** start of TEXT BLOCK **
Opinion
1804-2022
10-17-2023
UNREPORTED[*] IN THE APPELLATE COURT OF MARYLAND
Circuit Court for Wicomico County Case No. C-22-CR-22-000323
Reed, Beachley, Alpert, Paul E. (Senior Judge, Specially Assigned), JJ.
OPINION
Beachley, J.
In this case, appellant Dashawn Rivers appeals the denial of his motion to suppress by the Circuit Court for Wicomico County. For the reasons that follow, we affirm the judgment of the circuit court.
FACTS AND PROCEEDINGS
On September 15, 2022, the court held a hearing on appellant's motion to suppress. For purposes of appellate review, we shall recite the facts in the light most favorable to the State.
This Court in State v. Ofori, 170 Md.App. 211, 217-18 (2006), stated that when a:
hearing judge . . . ma[kes] a ruling on suppression without announcing any findings of fact[,] . . . the supplemental rule of interpretation comes into play. In determining whether the evidence was sufficient, as a matter of law, to support the ruling, the appellate court will accept that version of the evidence most favorable to the prevailing party. It will fully credit the prevailing party's witnesses and discredit the losing party's witnesses. It will give maximum weight to the prevailing party's evidence and little or no weight to the losing party's evidence. It will resolve ambiguities and draw inferences in favor of the prevailing party and against the losing party. It will perform the familiar function of deciding whether, as a matter of law, a prima facie case was established that could have supported the ruling.
** end of TEXT BLOCK **
BRIEF 1: Repeat the part of the court opinion starting at "FACTS AND PROCEEDINGS" and ending at "to the State.".
The rows that come next are unrelated to the court opinion.
** start of SUPPLIED DATA **
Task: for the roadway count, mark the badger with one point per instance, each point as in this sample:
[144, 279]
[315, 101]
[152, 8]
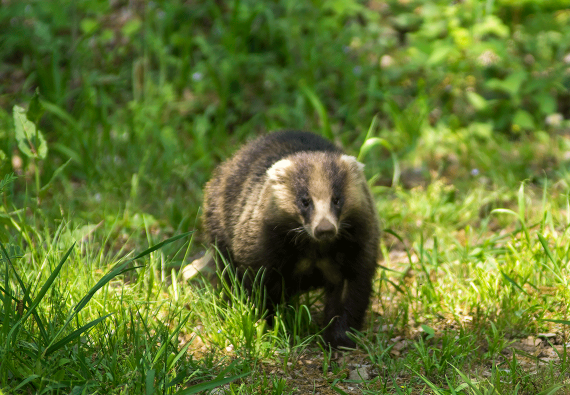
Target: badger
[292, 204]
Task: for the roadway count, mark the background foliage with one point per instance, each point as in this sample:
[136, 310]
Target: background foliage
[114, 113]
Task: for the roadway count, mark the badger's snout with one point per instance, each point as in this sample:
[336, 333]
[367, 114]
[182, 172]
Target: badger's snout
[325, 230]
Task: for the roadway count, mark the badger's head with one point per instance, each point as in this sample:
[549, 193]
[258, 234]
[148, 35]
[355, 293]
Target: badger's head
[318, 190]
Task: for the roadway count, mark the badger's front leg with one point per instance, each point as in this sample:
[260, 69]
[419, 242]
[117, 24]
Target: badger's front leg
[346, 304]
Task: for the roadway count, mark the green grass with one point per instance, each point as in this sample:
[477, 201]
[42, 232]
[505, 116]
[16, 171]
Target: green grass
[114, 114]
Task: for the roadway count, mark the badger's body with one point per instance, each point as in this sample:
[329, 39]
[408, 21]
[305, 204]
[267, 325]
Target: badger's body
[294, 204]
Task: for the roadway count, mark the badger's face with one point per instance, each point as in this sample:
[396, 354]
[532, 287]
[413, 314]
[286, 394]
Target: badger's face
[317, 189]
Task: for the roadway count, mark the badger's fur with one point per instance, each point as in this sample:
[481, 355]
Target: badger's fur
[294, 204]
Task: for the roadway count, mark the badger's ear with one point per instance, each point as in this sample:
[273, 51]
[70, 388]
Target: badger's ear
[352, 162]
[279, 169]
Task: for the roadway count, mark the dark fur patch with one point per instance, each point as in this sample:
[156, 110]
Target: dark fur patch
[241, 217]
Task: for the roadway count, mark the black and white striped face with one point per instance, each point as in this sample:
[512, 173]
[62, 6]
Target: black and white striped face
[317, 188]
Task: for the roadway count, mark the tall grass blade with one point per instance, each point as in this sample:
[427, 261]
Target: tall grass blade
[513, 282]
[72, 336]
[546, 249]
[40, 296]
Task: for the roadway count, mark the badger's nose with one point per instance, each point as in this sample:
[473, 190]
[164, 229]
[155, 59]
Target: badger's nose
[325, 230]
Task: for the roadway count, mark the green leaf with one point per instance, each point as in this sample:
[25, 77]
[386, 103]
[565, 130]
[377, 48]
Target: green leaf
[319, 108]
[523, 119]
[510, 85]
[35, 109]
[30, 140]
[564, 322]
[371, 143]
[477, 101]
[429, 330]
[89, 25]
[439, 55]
** end of SUPPLIED DATA **
** start of SUPPLIED DATA **
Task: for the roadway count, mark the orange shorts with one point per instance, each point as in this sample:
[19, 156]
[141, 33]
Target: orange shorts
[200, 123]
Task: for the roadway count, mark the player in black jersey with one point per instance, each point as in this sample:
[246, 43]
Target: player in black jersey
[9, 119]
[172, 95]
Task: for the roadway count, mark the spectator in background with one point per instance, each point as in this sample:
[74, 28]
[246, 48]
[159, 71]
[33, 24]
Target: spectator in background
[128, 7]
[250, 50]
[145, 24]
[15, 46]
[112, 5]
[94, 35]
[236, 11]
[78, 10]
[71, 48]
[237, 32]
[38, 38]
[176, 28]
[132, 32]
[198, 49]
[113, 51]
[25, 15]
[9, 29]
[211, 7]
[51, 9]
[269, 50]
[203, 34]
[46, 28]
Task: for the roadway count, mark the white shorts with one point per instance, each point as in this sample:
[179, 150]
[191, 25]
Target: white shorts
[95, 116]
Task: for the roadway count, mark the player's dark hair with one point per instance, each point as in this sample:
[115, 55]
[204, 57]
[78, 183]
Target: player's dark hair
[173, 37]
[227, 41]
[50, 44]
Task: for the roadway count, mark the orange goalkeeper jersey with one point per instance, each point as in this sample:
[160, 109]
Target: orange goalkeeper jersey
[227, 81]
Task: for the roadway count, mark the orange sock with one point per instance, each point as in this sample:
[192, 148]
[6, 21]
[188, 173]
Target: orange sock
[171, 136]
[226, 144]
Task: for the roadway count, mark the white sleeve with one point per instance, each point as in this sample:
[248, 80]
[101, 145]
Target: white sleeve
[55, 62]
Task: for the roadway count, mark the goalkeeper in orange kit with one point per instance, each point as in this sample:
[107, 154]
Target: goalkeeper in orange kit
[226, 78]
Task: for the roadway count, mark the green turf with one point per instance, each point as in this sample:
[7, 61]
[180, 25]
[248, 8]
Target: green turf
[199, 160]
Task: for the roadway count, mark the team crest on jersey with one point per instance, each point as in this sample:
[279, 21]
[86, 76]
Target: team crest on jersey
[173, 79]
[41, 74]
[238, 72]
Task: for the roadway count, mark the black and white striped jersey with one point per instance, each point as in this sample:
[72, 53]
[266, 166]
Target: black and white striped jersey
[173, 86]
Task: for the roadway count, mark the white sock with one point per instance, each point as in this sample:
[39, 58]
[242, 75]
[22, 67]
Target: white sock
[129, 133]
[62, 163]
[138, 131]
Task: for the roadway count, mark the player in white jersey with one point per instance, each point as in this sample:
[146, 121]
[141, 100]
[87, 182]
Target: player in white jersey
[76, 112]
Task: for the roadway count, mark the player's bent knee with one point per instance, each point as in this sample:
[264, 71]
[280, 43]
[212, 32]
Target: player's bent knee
** end of SUPPLIED DATA **
BRIEF 2: Express the rows starting at the line that contains "Task: for the roadway count, mark the white sock" and ending at the line that contains "Target: player's bent knee" as a Markdown table with the columns Line and Entry. Put a row number under Line and that line under Entry, and leave out blank lines.

WRITTEN REPLY 1:
FACTS AND PROCEEDINGS
On September 15, 2022, the court held a hearing on appellant's motion to suppress. For purposes of appellate review, we shall recite the facts in the light most favorable to the State.

WRITTEN REPLY 2:
| Line | Entry |
|---|---|
| 1 | Task: for the roadway count, mark the white sock with one point per instance, each point as in this sample: |
| 2 | [39, 58] |
| 3 | [242, 75] |
| 4 | [22, 67] |
| 5 | Target: white sock |
| 6 | [129, 133] |
| 7 | [62, 163] |
| 8 | [138, 131] |
| 9 | Task: for the roadway count, mark the player in white jersey with one point per instance, each point as in this sample: |
| 10 | [146, 121] |
| 11 | [141, 100] |
| 12 | [87, 182] |
| 13 | Target: player in white jersey |
| 14 | [76, 112] |
| 15 | Task: for the roadway count, mark the player's bent knee with one point per instance, each point as in this sample: |
| 16 | [264, 71] |
| 17 | [280, 43] |
| 18 | [212, 32] |
| 19 | Target: player's bent knee |